## GOAL
Identify every line in the listing below that contains the string "background", and copy each of those lines in full. Matching is case-sensitive.

Start of PROVIDED DATA

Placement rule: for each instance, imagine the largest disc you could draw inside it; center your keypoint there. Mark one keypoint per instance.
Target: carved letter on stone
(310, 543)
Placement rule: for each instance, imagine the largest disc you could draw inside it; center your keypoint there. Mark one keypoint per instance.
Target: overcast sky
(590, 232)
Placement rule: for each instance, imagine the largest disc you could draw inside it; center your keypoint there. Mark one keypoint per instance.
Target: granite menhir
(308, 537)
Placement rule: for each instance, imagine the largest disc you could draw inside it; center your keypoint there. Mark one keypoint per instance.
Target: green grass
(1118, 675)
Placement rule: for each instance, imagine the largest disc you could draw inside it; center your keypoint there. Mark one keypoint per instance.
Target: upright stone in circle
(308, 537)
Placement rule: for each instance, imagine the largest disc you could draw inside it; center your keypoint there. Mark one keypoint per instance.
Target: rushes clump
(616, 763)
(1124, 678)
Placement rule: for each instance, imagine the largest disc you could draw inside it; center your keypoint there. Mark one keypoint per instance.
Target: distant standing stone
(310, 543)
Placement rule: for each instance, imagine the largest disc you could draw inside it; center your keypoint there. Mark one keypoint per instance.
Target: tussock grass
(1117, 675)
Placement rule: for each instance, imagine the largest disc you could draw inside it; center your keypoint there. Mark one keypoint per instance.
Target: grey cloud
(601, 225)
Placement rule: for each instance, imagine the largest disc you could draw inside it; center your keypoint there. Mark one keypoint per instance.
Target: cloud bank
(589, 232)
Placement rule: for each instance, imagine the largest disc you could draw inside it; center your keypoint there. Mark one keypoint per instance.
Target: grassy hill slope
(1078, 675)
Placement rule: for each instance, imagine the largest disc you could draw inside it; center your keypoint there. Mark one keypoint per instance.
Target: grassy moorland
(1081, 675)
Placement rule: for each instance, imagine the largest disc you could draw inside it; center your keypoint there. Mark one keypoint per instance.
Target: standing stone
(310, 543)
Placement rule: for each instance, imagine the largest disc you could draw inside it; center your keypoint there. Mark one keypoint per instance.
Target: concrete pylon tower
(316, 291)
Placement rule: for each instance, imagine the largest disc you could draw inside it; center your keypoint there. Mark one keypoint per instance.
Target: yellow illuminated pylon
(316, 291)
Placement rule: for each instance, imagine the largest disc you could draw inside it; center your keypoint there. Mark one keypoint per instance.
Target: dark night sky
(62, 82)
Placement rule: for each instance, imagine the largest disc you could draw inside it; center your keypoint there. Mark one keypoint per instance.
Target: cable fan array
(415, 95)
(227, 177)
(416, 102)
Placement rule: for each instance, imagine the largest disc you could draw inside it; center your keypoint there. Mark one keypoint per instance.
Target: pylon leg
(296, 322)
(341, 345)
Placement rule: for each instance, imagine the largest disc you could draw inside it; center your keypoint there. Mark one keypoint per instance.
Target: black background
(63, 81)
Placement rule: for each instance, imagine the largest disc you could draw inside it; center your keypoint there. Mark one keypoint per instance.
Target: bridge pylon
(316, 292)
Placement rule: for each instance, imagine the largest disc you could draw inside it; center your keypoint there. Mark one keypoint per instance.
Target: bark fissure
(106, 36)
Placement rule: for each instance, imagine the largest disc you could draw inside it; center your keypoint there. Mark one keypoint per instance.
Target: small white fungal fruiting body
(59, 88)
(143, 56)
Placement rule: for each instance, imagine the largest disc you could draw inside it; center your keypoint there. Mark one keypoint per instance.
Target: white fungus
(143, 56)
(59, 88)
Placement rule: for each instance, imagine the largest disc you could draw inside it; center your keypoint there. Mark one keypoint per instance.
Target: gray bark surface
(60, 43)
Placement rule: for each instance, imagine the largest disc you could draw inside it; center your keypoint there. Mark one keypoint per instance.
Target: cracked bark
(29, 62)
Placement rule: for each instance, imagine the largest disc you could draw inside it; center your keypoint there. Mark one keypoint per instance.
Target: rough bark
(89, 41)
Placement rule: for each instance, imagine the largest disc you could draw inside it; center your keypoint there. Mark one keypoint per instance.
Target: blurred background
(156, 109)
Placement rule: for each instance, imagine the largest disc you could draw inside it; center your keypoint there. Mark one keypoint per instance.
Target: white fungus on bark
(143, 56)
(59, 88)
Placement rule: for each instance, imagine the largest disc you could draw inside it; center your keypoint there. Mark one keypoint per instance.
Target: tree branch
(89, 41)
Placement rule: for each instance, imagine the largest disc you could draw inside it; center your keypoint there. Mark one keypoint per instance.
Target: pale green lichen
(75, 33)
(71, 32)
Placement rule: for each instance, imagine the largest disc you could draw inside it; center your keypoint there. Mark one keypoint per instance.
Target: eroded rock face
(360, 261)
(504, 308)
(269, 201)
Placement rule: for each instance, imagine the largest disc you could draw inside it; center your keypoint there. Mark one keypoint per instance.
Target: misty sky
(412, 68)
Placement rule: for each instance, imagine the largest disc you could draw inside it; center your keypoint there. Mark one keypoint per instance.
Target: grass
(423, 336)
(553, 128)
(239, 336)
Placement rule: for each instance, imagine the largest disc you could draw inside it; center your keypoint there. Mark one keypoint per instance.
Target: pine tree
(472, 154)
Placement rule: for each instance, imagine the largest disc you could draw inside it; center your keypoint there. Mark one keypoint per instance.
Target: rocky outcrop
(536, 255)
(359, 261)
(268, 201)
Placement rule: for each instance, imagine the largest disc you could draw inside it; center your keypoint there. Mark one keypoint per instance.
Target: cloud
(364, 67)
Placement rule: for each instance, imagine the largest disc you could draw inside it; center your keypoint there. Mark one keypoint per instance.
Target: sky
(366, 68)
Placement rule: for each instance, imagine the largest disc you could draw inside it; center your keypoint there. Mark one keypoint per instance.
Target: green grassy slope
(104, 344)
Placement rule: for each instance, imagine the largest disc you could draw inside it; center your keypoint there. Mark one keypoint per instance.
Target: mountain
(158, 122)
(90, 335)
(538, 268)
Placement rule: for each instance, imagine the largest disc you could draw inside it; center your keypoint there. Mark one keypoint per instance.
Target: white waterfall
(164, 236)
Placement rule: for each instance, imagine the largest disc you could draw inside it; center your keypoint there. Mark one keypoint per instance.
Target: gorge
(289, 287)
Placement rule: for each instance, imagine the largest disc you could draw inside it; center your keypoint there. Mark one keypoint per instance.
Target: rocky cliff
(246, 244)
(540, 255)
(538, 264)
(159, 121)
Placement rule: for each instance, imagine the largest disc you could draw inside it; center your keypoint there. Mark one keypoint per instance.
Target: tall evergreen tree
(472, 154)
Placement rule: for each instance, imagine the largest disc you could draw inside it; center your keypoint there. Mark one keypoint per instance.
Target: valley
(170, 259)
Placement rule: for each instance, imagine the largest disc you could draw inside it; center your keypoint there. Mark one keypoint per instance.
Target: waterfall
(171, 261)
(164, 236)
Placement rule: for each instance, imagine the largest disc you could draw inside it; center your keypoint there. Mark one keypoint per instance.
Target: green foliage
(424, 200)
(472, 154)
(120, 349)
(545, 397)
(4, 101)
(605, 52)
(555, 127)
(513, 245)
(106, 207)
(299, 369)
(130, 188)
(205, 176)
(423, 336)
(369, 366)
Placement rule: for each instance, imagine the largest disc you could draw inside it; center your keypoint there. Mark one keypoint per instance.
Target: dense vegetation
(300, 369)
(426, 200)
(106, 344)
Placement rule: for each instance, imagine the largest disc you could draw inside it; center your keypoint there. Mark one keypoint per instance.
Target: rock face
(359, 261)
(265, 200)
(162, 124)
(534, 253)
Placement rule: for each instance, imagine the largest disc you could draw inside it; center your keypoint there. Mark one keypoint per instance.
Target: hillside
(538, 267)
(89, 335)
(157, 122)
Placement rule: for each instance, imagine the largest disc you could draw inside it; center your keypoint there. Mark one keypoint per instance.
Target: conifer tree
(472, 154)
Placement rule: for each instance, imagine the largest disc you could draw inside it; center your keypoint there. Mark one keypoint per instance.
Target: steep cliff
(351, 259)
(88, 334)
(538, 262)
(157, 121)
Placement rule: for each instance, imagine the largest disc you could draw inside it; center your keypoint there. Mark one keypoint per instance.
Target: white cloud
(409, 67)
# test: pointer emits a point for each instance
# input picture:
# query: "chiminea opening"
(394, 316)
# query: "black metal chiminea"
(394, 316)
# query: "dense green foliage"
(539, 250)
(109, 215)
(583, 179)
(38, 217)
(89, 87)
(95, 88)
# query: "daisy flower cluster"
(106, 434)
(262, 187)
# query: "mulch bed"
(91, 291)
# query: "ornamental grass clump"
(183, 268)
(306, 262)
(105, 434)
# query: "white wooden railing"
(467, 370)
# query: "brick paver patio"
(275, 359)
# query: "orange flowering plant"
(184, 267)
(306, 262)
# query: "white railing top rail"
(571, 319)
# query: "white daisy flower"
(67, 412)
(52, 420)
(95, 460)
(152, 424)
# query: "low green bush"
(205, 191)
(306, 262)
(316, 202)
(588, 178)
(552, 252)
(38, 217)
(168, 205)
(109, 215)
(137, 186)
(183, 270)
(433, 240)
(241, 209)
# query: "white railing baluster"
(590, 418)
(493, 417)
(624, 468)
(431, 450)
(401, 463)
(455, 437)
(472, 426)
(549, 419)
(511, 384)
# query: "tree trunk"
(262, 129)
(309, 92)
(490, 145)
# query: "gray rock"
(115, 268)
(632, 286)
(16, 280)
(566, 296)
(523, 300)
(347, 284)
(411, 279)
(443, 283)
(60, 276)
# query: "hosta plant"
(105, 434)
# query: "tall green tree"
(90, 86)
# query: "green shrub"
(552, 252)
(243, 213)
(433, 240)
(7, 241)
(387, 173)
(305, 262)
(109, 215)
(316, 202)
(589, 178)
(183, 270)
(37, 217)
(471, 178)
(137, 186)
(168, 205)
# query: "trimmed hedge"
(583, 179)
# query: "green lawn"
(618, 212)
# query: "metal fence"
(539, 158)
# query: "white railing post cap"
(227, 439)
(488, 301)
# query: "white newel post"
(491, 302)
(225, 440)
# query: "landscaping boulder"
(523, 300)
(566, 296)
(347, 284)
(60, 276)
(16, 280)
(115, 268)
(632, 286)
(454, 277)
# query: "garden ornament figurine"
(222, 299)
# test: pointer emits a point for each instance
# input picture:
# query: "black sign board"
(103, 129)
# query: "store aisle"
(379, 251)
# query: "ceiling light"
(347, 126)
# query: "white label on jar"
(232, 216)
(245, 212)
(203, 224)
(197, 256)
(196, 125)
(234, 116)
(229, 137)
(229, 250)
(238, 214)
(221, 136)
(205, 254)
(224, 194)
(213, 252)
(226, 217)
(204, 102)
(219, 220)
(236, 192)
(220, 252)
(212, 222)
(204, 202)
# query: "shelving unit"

End of PROVIDED DATA

## SOLUTION FOR THIS EXERCISE
Target: black background
Target: blurred background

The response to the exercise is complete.